(Collection entries)
━━━━━━━━━━

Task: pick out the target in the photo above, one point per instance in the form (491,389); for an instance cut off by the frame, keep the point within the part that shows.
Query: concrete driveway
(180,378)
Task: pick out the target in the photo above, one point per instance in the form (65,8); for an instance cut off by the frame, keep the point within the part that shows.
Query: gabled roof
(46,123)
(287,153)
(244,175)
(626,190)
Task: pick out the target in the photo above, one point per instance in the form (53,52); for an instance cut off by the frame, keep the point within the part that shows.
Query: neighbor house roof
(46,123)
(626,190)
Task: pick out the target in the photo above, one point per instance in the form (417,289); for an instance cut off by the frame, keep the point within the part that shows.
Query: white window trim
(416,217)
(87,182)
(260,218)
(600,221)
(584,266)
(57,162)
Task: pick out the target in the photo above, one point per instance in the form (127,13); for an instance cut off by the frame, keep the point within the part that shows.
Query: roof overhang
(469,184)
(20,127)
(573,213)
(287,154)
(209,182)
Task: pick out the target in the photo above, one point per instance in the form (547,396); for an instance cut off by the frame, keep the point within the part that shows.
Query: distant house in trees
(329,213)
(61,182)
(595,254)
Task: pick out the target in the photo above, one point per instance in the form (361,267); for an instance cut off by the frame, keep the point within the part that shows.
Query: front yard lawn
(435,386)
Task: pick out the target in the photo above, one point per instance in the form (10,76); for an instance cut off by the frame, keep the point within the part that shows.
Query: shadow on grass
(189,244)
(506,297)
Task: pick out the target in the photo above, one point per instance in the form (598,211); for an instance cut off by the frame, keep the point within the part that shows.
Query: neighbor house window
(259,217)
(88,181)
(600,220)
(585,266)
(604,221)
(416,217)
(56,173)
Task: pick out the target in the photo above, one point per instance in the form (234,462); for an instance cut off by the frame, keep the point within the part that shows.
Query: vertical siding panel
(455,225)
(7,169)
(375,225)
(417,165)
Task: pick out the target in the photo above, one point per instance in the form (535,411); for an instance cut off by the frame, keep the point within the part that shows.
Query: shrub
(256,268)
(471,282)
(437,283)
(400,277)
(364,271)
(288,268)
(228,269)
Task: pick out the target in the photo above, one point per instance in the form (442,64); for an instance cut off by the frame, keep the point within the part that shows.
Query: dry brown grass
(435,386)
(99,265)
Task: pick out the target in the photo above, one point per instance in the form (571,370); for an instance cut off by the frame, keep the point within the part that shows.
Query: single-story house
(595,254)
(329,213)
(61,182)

━━━━━━━━━━

- **Challenge**
Copy the lines again, starting with the line containing "the form (442,64);" and going on through the end of the records, and shift every point coordinate in the answers up by 140. Leave the request lines and their sample formats unchanged.

- **Answer to this task**
Task: pick out the target in the photo above, one point per instance in the form (442,64); for an instance cut off by the frame, keep the point within the part that shows.
Query: dry brown grass
(575,526)
(239,405)
Task: pick out the target in the photo above, one point per instance in the form (571,370); for an instance cut off by the frame, keep the point within the part that shows.
Query: single-story house
(735,394)
(469,353)
(201,322)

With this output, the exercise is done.